Reproduce the lines from the one containing "Could you find the white" through the one containing "1095;476;1171;485", inclusive, substituting "road stripe" for "lane marking" and leaving everything else unchanged.
========================
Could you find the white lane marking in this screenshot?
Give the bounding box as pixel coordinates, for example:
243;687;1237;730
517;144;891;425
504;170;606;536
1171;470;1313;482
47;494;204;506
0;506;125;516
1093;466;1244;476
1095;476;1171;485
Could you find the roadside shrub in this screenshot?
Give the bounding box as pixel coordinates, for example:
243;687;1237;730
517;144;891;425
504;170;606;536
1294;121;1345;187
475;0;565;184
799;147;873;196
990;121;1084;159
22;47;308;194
========================
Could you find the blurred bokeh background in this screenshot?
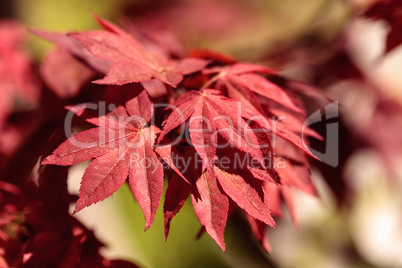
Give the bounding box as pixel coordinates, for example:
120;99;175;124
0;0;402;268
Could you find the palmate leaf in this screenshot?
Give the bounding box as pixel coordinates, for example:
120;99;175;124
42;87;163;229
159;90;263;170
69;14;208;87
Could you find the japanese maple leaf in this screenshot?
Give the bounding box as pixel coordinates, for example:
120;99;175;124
========================
Answer to the task:
Could you find the white road stripe in this screenshot?
Give the bounding box as pixel coordinates, for example:
243;687;1237;730
517;144;891;425
504;170;606;536
1171;470;1313;482
47;494;204;506
0;506;125;516
1093;466;1244;476
1095;476;1171;485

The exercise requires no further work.